* Exercício A
De acordo com o trecho de origem, por que Ulisses Germano começou seu trabalho artístico ainda menino?

A traquinagem não é coisa só para menino. Ulisses Germano é um desses exemplos, artista comprometido com o seu tempo navega pela música, poesia, artes visuais e pelas suas constantes invenções. Bebe da teoria e da sabedoria do nosso povo para construir no palco da vida uma arte humanizadora. “A pratica é a mãe ou o carrasco de toda e qualquer teoria” como afirma o artista traquino, Ulisses Germano.

Alexandre Lucas - Quem é Ulisses Germano?

Ulisses Germano - Um ser em construção, impermanente.

Alexandre Lucas - Quando teve inicio seu trabalho artístico?

Ulisses Germano - Comecei ainda menino por pura necessidade, e como a necessidade é a mãe da invenção, fiz e faço desta vida um meio de expressar aquilo que sinto e vejo.

Alexandre Lucas - Quais as influências do seu trabalho?

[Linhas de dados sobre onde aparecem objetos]
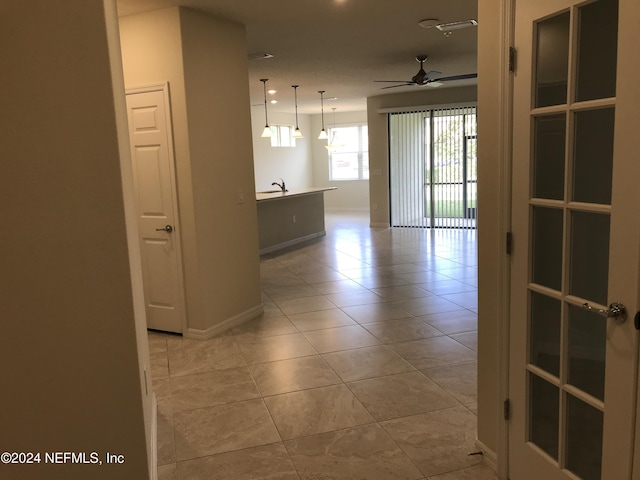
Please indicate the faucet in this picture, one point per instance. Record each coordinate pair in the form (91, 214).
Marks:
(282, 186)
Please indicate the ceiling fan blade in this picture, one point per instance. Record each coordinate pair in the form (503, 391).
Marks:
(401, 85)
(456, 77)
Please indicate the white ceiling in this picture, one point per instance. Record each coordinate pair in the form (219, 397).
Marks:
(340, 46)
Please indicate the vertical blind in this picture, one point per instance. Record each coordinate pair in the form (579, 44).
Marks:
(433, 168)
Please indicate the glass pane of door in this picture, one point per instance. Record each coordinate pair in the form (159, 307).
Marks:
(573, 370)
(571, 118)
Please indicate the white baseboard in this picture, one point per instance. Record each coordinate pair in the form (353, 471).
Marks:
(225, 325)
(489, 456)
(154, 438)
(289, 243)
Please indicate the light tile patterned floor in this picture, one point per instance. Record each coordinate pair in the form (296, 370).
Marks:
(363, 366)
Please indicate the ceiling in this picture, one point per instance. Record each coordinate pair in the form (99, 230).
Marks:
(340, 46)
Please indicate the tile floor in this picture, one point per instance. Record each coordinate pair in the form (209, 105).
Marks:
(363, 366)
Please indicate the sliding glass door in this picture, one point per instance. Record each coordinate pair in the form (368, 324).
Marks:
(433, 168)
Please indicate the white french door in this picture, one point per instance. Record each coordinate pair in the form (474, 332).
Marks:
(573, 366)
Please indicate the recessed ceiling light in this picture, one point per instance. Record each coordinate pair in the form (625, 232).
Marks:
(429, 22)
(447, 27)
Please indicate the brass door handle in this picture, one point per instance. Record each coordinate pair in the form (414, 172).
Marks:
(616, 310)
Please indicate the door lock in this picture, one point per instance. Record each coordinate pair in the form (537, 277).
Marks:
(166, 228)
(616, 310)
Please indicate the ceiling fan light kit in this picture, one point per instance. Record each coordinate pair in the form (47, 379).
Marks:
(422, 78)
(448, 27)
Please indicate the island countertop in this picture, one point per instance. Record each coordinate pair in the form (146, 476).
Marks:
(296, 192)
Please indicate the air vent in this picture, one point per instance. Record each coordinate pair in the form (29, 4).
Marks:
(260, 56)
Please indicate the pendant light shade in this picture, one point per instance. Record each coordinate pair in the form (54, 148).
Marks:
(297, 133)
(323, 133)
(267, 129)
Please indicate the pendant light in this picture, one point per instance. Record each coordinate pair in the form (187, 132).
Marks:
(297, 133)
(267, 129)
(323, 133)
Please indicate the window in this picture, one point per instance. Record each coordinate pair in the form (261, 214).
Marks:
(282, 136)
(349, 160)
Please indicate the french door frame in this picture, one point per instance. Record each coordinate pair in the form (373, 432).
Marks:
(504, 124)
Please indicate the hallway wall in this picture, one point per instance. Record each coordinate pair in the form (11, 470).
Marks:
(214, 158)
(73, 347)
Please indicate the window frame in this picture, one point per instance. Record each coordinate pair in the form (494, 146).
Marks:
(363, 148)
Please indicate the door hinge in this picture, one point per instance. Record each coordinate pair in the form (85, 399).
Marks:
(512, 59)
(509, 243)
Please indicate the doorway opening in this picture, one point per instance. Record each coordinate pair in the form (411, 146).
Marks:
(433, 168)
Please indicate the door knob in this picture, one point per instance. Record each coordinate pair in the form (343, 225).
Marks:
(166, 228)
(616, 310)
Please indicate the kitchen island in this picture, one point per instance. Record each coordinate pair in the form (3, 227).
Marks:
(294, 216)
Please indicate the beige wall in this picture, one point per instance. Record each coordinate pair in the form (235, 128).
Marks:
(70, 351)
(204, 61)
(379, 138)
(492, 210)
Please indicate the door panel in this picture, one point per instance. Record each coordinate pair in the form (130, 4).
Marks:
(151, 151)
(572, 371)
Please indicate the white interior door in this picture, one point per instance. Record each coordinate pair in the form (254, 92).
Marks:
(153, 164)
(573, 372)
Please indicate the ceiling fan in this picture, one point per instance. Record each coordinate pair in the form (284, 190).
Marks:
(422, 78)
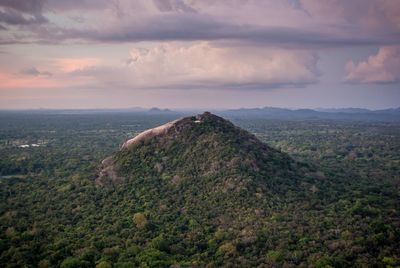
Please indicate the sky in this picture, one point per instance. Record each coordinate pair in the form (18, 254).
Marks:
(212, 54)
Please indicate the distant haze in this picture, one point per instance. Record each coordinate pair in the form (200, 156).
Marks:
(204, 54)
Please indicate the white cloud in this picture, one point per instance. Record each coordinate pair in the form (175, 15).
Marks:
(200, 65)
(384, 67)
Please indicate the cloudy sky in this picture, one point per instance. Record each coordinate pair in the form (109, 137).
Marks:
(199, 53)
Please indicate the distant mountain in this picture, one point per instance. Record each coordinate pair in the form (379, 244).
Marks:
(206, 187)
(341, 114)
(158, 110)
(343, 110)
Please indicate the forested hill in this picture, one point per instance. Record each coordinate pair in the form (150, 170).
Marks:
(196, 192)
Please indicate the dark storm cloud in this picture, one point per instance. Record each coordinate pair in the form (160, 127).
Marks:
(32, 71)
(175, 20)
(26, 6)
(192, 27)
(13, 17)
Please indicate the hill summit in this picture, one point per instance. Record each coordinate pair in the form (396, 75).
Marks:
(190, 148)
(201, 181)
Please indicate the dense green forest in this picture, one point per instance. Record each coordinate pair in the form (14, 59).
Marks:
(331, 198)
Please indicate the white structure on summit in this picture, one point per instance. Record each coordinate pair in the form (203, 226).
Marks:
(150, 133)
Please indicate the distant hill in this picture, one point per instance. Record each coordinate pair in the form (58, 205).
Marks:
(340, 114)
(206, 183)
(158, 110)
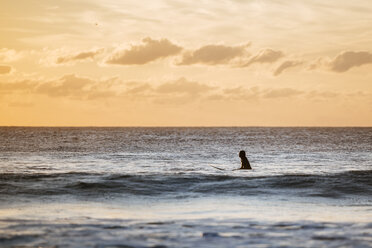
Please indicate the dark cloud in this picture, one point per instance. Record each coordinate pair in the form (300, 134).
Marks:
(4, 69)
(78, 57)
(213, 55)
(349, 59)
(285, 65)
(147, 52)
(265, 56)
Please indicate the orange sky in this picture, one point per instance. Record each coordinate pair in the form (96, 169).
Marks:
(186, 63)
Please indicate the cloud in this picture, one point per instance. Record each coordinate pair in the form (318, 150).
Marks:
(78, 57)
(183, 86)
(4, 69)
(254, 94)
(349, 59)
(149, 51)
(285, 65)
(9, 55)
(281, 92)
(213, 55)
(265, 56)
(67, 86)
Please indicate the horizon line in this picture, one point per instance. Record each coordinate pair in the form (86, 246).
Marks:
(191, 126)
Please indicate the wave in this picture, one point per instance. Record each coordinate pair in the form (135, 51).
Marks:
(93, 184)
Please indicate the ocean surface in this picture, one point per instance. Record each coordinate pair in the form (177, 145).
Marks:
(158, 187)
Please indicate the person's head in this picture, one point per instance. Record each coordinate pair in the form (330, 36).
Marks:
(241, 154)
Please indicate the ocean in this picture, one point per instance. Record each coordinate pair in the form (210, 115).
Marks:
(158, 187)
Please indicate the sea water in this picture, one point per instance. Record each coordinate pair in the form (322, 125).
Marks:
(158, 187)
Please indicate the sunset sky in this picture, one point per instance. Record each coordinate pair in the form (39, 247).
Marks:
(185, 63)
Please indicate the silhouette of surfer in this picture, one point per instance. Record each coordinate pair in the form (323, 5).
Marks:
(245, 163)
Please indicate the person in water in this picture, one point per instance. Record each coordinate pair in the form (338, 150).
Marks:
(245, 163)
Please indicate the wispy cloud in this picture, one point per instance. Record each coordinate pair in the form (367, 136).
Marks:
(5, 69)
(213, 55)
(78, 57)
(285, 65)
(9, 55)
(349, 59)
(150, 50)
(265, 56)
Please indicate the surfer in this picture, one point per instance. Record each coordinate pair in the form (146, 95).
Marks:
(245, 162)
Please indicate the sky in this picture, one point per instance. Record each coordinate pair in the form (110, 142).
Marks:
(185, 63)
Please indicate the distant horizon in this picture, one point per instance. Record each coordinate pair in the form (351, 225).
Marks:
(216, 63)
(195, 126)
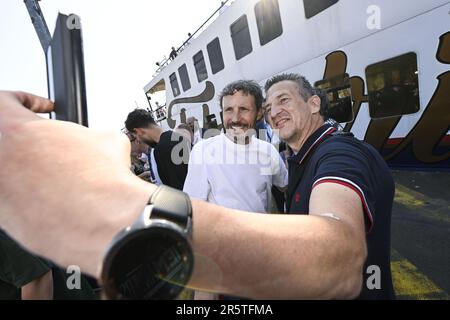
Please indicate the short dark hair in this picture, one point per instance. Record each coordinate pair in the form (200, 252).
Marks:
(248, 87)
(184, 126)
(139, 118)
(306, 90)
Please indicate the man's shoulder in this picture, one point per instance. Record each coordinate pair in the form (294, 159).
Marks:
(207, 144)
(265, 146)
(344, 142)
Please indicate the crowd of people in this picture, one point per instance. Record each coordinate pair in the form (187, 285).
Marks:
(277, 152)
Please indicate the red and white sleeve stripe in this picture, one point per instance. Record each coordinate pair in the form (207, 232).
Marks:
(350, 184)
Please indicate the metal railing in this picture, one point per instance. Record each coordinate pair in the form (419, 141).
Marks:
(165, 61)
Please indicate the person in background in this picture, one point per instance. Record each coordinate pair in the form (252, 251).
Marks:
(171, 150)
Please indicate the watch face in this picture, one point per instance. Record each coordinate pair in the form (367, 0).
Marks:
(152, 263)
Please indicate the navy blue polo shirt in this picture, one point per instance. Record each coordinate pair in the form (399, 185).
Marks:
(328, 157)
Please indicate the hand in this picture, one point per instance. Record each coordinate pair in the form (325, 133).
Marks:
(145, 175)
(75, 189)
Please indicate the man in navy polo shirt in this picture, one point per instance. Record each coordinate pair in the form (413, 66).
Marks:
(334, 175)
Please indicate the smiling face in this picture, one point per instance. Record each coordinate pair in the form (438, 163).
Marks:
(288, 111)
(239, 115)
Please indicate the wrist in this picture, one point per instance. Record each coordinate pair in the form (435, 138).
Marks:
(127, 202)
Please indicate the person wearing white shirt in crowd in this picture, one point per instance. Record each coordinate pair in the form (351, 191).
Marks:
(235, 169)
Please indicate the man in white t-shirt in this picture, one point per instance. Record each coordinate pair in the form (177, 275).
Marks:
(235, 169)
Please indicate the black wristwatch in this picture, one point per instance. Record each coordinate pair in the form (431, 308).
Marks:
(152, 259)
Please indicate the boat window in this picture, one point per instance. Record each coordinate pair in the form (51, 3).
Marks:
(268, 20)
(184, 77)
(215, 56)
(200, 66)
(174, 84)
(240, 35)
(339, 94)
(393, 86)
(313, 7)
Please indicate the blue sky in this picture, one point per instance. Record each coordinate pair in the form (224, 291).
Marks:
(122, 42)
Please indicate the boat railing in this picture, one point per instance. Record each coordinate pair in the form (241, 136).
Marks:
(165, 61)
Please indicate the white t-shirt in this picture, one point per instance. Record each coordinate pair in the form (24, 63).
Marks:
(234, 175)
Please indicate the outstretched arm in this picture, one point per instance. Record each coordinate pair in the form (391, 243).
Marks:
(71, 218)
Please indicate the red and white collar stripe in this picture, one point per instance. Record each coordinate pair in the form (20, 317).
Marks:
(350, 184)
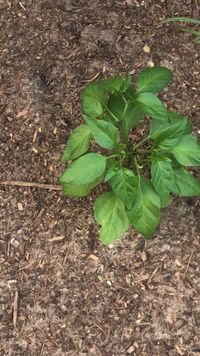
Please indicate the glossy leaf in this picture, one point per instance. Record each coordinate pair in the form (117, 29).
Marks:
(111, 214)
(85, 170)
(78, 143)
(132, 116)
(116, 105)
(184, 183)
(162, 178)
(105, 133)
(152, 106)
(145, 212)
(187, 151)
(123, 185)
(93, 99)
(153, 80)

* Exercício B
Reproduza em forma de lista numerada as linhas do material fornecido, da que contém "Please indicate the outstretched" até o fim dessas linhas, ambas as pontas incluídas. Omita as linhas em branco e deixe as imagens de fora da resposta.

* Resposta A
Ele começou por pura necessidade. Como a necessidade é a mãe da invenção, fez e faz desta vida um meio de expressar aquilo que sente e vê.

* Resposta B
1. Please indicate the outstretched arm in this picture, one point per instance. Record each coordinate pair in the form (391, 243).
2. Marks:
3. (71, 218)
4. Please indicate the red and white collar stripe in this picture, one point per instance. Record each coordinate pair in the form (20, 317).
5. Marks:
6. (350, 184)
7. Please indicate the glossy leaf in this picture, one point per instance. Record each coordinate pair in the form (117, 29).
8. Marks:
9. (111, 214)
10. (85, 170)
11. (78, 143)
12. (132, 116)
13. (116, 105)
14. (184, 183)
15. (162, 178)
16. (105, 133)
17. (152, 106)
18. (145, 212)
19. (187, 151)
20. (123, 185)
21. (93, 99)
22. (153, 80)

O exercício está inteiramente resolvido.